__TEXTO FORNECIDO__
————————

Há muitos anos que já devíamos …(acrescentar o tema à sua escolha). É esta a frase que em regra nos aparece de especialistas e, pior do que isso, de ex-governantes ou ex-responsáveis sobre as áreas sobre as quais se põem a dar opiniões quando algum acontecimento dramático nos assola. Está a ser assim com os incêndios. Foi assim com a fuga dos cinco prisioneiros de Vale de Judeus. E a lenga-lenga repete-se nas mais diversas áreas com graves problemas, da educação à saúde, da segurança à justiça, dos transportes às infra-estruturas, dos impostos à burocracia e à corrupção. E que todos nós, cidadãos e lideranças, somos incapazes de resolver. Porque não se consegue decidir, porque parece existir um prazer doentio de bloquear as decisões, porque a desorganização parece absoluta.

O caso de Vale de Judeus parece uma caricatura de mau gosto, quer pela forma como os presidiários fugiram quer pela reacção de alguns protagonistas, entre eles o responsável pelo sindicato dos guardas prisionais. E até pela atenção que mereceu o tempo que a ministra da Justiça levou a falar ao país, parecendo que se preferia que dissesse nada, mas que aparecesse.

————————

__ENTRADAS GUARDADAS__
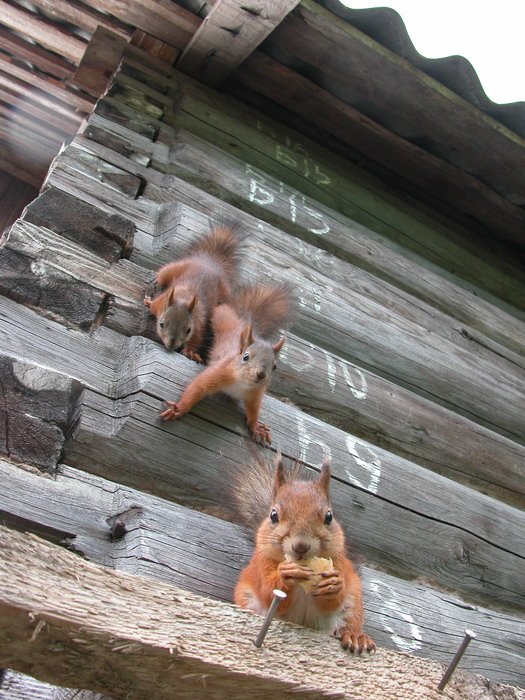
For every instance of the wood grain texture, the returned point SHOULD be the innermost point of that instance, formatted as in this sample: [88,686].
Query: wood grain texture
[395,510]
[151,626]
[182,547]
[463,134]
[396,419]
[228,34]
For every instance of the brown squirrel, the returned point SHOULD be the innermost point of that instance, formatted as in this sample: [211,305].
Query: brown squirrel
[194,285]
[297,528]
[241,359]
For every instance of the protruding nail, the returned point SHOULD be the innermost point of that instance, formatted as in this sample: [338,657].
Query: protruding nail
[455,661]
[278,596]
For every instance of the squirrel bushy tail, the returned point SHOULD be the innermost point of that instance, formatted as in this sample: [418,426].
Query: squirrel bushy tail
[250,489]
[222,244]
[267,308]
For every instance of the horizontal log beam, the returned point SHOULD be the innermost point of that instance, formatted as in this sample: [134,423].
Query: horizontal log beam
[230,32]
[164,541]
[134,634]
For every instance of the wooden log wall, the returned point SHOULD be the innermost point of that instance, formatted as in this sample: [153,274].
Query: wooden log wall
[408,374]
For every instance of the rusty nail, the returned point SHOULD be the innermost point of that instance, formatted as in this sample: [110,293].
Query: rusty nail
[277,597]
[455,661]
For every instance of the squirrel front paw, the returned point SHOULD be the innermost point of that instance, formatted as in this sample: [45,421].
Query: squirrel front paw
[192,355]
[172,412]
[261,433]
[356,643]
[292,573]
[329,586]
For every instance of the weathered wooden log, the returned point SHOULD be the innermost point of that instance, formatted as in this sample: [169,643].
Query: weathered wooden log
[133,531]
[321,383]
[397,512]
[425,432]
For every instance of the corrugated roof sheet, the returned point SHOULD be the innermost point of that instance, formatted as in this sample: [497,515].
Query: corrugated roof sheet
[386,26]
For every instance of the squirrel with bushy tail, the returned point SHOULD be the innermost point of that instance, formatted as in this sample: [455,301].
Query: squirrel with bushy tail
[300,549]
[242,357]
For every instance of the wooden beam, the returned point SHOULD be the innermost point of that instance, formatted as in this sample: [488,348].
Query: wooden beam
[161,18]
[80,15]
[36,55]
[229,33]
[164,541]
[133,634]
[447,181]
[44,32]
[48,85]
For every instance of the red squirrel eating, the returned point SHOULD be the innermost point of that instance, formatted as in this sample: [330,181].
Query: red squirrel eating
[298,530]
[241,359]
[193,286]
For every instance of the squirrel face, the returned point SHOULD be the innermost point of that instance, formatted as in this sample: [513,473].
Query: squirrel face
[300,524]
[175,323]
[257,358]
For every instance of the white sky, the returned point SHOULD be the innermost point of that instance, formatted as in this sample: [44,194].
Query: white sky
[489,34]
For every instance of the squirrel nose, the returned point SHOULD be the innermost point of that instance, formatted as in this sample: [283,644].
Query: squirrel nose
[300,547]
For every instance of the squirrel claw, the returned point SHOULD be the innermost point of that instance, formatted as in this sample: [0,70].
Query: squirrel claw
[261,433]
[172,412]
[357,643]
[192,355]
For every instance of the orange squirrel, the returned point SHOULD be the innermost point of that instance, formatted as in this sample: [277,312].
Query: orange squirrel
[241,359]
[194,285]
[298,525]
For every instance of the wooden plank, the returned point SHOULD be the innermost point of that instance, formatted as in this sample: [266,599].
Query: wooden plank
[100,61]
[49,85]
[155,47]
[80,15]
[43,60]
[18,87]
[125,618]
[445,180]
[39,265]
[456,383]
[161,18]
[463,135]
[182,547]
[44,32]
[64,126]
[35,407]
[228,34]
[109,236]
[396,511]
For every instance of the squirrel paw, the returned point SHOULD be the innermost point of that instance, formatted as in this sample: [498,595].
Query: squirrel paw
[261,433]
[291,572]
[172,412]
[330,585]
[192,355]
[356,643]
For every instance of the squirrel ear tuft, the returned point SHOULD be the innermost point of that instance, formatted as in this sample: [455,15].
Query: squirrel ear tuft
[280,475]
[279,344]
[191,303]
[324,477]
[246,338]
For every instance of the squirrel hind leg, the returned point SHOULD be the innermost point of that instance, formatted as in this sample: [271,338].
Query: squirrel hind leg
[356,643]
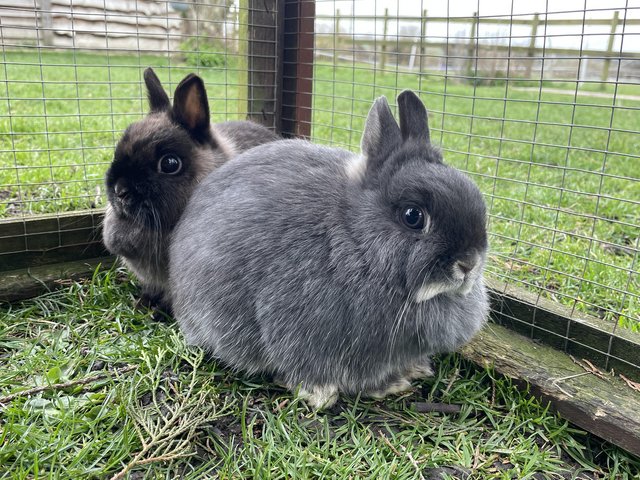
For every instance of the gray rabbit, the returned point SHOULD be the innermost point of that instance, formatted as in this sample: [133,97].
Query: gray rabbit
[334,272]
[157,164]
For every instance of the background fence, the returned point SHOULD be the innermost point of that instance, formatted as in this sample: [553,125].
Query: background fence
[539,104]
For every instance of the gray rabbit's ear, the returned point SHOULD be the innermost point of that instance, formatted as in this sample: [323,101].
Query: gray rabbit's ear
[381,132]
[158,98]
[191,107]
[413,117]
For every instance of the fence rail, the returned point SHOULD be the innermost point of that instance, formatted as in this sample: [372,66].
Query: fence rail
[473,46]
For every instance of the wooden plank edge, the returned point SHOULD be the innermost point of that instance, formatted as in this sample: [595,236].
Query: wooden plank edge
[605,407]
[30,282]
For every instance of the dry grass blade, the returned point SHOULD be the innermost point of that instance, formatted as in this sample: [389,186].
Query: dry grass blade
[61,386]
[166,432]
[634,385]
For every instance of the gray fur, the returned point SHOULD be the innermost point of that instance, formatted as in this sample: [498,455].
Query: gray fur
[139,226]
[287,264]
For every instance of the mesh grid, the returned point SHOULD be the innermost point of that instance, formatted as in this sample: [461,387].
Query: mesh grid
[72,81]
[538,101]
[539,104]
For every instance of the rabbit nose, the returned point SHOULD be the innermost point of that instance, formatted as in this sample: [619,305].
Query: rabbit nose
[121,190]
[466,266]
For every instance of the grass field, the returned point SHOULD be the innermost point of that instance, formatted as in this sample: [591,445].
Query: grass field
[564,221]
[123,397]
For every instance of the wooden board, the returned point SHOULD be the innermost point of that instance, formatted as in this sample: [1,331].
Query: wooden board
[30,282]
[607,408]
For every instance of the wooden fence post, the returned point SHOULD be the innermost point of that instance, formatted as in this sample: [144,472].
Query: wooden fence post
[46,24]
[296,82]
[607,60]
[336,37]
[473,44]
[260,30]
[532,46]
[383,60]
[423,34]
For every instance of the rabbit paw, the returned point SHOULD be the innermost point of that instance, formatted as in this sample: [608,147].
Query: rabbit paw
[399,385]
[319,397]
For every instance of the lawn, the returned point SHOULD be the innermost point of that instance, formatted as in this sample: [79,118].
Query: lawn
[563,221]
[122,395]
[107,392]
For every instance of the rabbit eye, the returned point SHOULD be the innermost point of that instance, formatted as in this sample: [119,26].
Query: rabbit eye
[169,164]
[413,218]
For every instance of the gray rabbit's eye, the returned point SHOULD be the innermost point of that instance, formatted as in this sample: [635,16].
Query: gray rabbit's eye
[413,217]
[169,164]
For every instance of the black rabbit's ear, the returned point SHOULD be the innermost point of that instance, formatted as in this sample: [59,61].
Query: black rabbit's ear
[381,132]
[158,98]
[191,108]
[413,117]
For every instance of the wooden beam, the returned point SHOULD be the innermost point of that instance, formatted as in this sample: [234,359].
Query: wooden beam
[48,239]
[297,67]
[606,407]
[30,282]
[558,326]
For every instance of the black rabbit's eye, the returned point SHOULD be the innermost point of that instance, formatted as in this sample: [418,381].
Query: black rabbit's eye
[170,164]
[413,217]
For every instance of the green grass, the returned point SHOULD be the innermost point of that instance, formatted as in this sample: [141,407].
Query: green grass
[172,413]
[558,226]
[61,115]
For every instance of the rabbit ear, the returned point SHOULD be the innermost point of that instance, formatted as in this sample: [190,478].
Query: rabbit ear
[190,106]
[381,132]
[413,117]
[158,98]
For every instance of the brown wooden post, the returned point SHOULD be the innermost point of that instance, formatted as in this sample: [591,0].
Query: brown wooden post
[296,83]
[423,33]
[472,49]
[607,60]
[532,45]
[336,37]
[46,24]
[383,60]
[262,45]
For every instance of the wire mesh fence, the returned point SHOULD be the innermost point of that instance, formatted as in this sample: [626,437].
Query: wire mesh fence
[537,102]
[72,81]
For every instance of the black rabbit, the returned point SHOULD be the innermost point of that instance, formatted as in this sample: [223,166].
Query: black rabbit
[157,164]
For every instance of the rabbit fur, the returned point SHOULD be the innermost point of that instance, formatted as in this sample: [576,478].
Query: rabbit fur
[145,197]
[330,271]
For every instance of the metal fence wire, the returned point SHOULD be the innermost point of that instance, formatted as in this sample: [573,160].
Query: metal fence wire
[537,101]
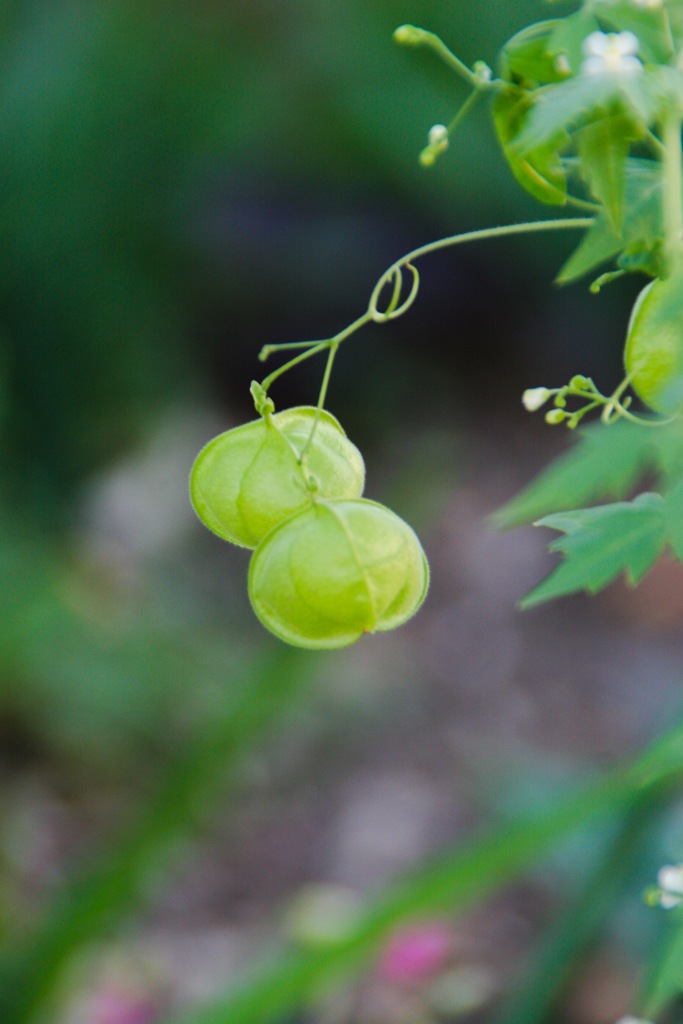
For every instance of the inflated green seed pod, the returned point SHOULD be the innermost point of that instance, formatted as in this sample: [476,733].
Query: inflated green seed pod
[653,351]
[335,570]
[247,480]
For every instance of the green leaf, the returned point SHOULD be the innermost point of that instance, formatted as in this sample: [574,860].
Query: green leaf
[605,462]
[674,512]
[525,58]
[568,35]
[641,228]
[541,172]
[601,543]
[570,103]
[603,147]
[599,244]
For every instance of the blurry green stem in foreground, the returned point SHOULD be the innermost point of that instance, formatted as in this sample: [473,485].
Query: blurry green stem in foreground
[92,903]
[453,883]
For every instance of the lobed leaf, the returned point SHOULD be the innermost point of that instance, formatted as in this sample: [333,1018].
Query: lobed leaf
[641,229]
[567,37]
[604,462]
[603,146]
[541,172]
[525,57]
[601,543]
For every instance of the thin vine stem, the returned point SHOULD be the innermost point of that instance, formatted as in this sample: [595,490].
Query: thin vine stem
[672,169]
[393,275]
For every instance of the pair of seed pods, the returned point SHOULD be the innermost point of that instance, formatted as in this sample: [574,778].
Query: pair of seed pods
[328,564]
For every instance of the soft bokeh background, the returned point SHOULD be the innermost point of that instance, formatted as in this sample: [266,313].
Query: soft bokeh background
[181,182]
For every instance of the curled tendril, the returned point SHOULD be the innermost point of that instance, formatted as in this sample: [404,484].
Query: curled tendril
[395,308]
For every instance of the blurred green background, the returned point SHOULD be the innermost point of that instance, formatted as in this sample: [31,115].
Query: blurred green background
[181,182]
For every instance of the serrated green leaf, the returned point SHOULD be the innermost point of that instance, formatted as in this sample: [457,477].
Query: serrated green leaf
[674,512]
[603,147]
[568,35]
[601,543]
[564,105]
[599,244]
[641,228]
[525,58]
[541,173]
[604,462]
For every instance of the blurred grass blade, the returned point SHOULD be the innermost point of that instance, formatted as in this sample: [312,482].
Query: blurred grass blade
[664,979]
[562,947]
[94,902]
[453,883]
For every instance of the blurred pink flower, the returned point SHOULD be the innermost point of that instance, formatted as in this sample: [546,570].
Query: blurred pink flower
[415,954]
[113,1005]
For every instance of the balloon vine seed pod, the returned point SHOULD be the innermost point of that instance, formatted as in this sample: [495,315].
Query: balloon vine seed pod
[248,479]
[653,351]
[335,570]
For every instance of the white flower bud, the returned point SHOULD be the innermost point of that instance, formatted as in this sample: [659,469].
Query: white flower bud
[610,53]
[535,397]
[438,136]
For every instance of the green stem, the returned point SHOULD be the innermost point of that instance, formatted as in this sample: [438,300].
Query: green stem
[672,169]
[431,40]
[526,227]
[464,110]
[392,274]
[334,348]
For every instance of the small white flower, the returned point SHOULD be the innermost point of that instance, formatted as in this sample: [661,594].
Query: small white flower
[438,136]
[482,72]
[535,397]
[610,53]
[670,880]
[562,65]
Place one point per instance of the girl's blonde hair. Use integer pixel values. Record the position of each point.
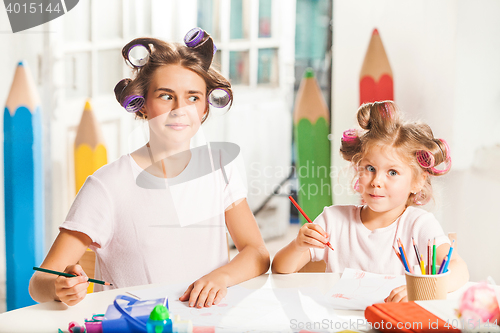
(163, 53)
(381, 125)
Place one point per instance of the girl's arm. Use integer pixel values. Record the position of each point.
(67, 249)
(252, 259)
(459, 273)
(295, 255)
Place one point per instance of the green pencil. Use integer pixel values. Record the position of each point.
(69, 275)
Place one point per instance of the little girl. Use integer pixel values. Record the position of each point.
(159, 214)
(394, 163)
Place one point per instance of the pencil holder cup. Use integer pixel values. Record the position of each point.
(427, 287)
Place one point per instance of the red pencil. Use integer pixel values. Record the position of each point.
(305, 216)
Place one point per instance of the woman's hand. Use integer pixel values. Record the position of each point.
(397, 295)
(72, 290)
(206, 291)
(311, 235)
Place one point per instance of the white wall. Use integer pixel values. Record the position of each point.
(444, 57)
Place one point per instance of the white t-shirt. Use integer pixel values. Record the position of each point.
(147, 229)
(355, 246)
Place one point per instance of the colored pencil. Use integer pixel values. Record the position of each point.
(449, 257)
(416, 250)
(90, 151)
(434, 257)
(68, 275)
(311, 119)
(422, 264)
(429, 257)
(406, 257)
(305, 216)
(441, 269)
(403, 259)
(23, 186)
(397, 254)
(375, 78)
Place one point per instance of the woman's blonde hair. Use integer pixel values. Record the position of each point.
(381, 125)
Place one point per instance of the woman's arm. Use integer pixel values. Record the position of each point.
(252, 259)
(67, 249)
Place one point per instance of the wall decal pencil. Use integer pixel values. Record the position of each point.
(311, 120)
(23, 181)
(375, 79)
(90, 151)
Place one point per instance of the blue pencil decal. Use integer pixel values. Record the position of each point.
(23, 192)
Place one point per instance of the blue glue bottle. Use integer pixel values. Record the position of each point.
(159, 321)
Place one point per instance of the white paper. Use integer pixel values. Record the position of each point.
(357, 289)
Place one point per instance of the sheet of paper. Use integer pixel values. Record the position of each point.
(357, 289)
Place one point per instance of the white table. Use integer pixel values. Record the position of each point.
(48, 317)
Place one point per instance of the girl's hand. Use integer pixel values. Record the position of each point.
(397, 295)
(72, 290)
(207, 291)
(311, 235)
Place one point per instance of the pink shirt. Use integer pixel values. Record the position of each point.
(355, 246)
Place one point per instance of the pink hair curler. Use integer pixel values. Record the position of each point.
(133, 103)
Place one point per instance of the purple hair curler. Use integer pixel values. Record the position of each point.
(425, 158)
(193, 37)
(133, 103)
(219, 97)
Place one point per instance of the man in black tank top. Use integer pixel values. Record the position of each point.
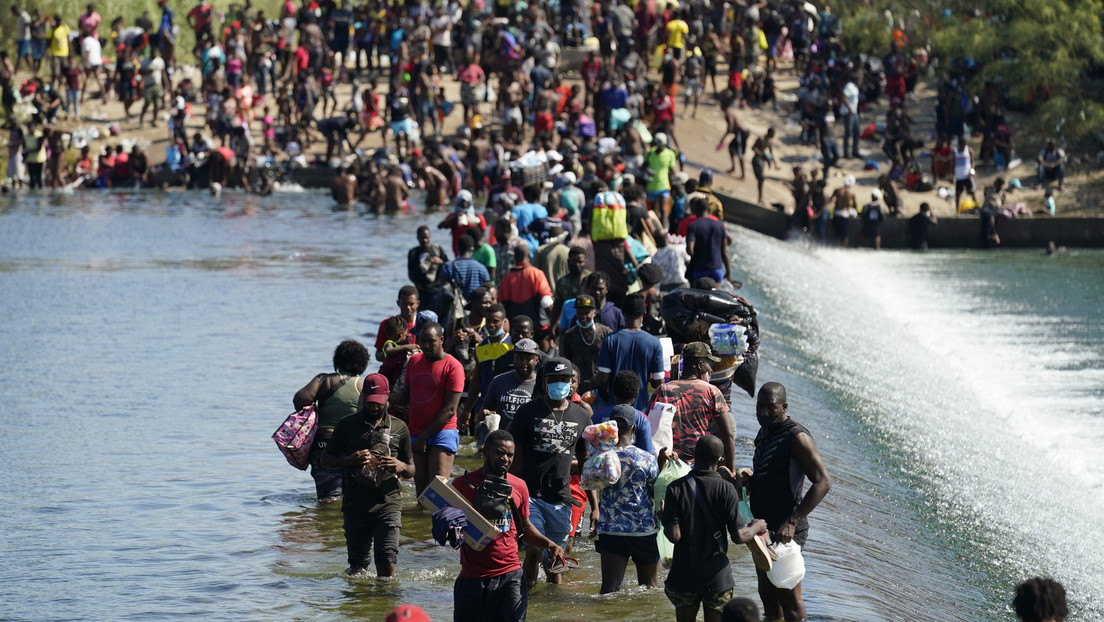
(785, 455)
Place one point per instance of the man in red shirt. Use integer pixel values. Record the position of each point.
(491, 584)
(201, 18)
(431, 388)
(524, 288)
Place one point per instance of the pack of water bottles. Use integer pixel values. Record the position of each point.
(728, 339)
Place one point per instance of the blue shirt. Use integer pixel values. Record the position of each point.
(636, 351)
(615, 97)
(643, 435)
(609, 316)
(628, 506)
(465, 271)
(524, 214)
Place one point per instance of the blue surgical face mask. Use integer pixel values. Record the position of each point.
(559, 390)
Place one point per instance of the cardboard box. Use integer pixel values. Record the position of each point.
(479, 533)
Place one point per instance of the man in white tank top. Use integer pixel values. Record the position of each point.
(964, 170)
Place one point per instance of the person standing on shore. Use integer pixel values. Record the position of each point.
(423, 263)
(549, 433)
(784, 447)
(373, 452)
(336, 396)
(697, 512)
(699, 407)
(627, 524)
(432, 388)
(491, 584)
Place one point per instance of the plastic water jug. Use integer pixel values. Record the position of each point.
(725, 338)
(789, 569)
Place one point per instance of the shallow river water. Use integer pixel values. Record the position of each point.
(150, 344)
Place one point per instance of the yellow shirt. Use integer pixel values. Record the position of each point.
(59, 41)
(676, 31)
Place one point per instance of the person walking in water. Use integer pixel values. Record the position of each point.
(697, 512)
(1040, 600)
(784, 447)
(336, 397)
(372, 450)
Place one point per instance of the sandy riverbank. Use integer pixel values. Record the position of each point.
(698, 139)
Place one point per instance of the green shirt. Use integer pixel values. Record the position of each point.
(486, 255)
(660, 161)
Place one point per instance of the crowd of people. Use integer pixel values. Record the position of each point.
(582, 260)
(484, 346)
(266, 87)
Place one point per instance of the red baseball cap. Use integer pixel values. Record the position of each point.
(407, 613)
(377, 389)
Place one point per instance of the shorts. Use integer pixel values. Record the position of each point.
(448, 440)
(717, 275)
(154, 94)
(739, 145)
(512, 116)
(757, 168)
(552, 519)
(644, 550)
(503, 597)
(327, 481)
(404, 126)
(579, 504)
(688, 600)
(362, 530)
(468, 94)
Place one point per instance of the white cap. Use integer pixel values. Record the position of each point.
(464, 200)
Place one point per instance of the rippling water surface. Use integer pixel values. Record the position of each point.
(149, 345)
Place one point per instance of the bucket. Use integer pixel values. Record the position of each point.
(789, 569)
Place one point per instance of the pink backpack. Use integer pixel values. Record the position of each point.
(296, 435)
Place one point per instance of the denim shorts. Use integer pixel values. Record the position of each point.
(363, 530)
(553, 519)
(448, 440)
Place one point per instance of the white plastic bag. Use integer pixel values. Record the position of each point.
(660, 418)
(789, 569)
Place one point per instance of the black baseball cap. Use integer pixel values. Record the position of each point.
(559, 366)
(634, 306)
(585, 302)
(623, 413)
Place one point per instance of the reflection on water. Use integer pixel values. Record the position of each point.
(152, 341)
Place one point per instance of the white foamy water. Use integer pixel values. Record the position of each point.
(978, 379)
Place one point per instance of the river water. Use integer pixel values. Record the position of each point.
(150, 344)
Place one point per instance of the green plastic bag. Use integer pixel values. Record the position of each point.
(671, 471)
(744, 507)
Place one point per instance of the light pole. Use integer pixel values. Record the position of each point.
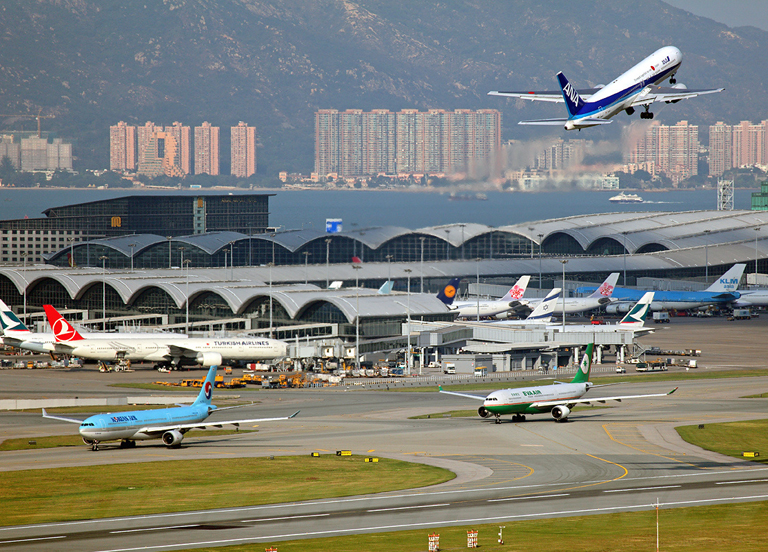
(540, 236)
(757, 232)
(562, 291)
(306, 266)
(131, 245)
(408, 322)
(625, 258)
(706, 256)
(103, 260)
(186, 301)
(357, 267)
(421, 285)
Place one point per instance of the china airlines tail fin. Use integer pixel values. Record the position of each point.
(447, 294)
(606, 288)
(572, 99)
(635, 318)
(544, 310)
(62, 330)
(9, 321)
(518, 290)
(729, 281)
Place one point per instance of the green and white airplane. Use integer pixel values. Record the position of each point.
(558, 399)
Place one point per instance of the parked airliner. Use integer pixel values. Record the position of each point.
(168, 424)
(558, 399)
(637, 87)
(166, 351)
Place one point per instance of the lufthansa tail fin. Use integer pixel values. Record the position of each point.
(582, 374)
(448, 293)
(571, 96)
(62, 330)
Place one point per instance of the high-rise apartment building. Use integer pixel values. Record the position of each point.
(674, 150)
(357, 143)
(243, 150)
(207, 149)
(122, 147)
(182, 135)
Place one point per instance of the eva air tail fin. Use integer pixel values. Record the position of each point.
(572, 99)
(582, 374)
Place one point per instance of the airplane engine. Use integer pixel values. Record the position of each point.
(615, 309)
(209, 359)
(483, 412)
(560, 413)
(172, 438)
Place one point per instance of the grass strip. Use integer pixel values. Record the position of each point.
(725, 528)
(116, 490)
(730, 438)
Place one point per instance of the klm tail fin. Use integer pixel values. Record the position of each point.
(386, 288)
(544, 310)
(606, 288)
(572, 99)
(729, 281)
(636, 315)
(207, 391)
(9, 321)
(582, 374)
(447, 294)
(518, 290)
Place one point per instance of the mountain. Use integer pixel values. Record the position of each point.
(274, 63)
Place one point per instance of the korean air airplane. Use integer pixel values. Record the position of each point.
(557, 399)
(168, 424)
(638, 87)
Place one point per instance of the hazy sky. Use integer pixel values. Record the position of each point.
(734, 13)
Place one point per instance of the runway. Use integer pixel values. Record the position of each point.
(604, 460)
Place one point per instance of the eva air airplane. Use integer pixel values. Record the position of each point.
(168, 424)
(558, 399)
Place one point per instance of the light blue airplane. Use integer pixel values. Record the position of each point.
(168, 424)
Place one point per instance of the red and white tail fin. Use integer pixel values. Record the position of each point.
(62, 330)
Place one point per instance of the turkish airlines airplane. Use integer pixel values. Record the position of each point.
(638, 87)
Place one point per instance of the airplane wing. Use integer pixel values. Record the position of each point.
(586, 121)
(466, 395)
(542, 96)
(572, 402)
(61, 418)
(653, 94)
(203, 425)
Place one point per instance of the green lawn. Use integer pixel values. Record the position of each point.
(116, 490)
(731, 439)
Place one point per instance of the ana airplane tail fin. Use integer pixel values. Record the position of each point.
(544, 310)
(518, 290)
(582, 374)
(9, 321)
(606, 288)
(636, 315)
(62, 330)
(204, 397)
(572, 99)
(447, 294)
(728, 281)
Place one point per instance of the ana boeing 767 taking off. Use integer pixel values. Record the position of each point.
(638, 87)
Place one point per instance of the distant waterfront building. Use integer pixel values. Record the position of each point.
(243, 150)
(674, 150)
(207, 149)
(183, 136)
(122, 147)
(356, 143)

————————

__TAREFAS A REALIZAR__
**A)** Segundo o texto fornecido, quantos prisioneiros fugiram de Vale de Judeus?
**B)** Enumere todas as razões que o texto fornecido apresenta para a incapacidade de resolver os graves problemas referidos.

__RESPOSTAS AOS EXERCÍCIOS__
**A)** Cinco prisioneiros.

**B)**
- Não se consegue decidir.
- Parece existir um prazer doentio de bloquear as decisões.
- A desorganização parece absoluta.